[Begin Source data]
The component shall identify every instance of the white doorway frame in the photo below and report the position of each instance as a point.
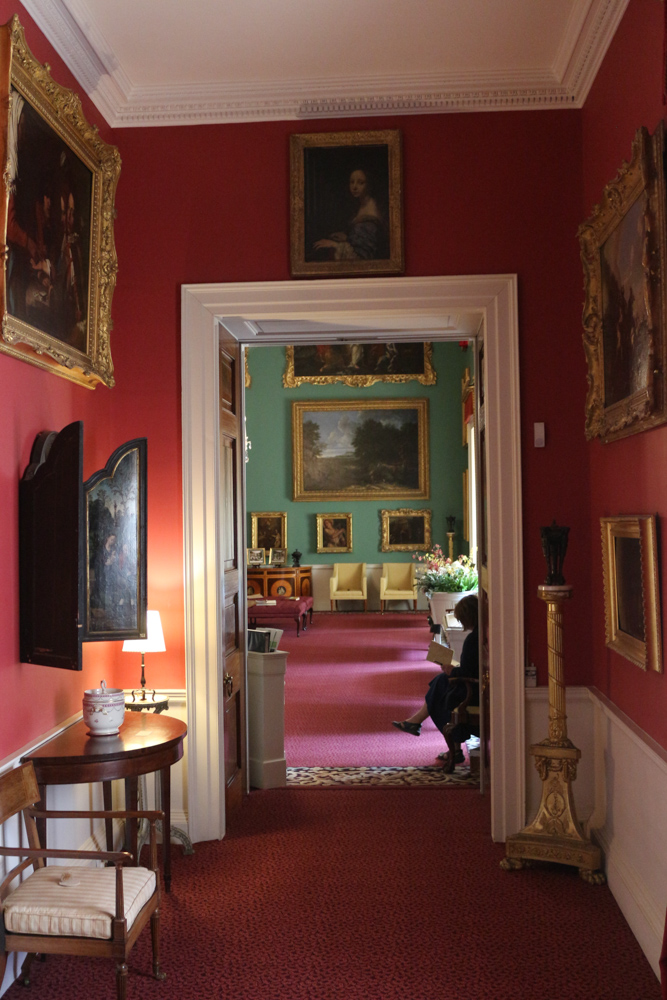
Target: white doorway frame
[End Source data]
[Begin Source data]
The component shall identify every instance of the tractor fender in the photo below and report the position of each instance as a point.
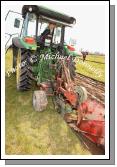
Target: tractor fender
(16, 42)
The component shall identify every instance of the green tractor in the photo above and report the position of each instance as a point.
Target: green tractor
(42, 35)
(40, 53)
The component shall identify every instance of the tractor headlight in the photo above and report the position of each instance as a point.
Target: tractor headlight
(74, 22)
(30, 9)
[End Source data]
[Begin Source data]
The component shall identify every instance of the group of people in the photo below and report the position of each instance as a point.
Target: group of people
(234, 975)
[End Source data]
- Direction -
Gather every line of the rows above that contains the word "tractor". Case counts, so match only that exact capitalization.

- Completed task -
The component shall identify every instance of the tractor fender in the photo below and report the position of each instance as a point.
Target: tractor fender
The component shall identify every instance of the green tractor in the photo above and report the position of each instance as a point.
Target: green tractor
The component shall identify every instance of the tractor headlight in the photo above and report the position of each instance as a point.
Target: tractor headlight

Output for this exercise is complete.